=== Data extracts ===

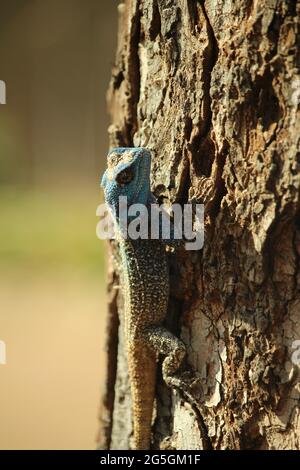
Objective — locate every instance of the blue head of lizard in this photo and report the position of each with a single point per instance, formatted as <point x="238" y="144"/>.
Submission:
<point x="127" y="174"/>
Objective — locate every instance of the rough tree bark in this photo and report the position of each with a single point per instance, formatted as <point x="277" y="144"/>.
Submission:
<point x="212" y="89"/>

===

* **To do**
If a line above holds the string "locate", return it as it stands.

* **Expected answer**
Objective — locate every instance of the blue head of lizard in this photo and report the position of each with a single point per instance, formatted as <point x="238" y="144"/>.
Objective — locate every instance of the rough tree bark in this photo and report the position of each with a single point per instance, formatted as <point x="277" y="144"/>.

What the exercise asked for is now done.